Prompt 1: Name every music label that the text about Mani Hoffman says signed him.

Mani Hoffman (born 18 December 1975) is a French singer, songwriter and music producer.

In 2001, he collaborated with The Supermen Lovers, and co-wrote the platinum hit, "Starlight", with Guillaume Atlan, and is lead singer on the song. It became one of the most exported French tracks around the world, and made Mani an important figure of French Touch movement along with Daft Punk, Cassius, Modjo and others. Over the next few years, Mani worked with French and English house/electro artists, such as DJ Cole, DJ Fudge, Trouble Men, Frank Roger, School, Junior Jack, and JC Sindress and Bel Amour. During this time, Mani signed with multiple labels, such as BMG, Sony, and Warner Music.

In 2006, Hoffman released another big hit, "Lucy", with the band, Jealousy, which was in the Top 20 in UK. While in the UK, he collaborated with Toby Smith, founder of the group Jamiroquai, and was also signed by his label, Angelic Union.

Mani Hoffman has also been involved with film scoring. In 2009, he wrote and sang on the original soundtrack for the film, R.T.T., starring Kad Merad and Mélanie Doutey. He also composed for the French television music, mockumentary series, Zak, broadcast on Orange Movie Series since November 2011.

Prompt 2: Rewrite the records between the line holding "the girl's dark" and the line holding "point(207, 172)", inclusive, as a JSON list of strings with one string per line.

Data rows:
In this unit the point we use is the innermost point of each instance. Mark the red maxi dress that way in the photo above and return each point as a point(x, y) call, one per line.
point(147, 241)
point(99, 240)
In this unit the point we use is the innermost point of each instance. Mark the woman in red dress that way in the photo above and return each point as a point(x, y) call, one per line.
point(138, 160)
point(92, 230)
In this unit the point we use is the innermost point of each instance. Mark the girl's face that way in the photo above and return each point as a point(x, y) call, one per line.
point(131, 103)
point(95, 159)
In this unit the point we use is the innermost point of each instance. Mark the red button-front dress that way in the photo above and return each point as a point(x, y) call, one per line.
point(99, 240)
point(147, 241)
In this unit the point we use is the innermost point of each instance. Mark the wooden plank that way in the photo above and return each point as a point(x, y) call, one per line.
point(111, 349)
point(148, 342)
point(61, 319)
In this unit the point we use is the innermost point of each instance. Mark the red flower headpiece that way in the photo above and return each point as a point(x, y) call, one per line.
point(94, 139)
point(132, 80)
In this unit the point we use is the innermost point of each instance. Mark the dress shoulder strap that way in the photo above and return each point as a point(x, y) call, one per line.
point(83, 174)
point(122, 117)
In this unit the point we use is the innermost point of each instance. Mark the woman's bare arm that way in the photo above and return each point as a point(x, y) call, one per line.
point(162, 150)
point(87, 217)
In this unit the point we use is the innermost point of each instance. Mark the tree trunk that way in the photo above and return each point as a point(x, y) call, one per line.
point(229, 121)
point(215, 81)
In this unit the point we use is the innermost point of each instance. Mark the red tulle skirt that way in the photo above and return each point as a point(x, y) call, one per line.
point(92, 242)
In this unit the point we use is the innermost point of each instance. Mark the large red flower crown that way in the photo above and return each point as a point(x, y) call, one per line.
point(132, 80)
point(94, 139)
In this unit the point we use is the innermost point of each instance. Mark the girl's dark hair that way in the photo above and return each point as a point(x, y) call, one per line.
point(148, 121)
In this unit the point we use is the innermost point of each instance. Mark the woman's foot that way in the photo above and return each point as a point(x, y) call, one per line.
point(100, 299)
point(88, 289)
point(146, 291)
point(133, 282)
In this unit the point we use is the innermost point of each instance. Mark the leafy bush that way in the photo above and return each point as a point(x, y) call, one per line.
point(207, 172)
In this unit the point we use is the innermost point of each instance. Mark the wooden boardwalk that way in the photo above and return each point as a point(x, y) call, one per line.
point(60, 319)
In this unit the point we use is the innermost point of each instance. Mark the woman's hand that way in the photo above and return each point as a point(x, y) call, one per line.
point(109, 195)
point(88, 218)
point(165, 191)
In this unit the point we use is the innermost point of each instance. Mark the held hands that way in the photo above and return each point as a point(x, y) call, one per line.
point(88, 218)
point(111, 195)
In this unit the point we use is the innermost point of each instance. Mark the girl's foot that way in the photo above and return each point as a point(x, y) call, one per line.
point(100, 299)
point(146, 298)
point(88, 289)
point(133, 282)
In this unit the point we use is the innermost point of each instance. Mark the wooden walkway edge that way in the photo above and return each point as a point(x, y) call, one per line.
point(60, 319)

Complete answer 1: BMG, Sony, Warner Music, Angelic Union

Complete answer 2:
[
  "In this unit the point we use is the innermost point of each instance. Mark the girl's dark hair that way in the photo above and return each point as a point(x, y) call, one per line.",
  "point(148, 121)",
  "In this unit the point we use is the innermost point of each instance. Mark the woman's foot that way in the photo above and return each point as a point(x, y) call, one per line.",
  "point(100, 299)",
  "point(88, 289)",
  "point(146, 291)",
  "point(133, 282)",
  "In this unit the point we use is the innermost point of each instance. Mark the leafy bush that way in the photo above and return each point as a point(x, y) call, one per line.",
  "point(207, 172)"
]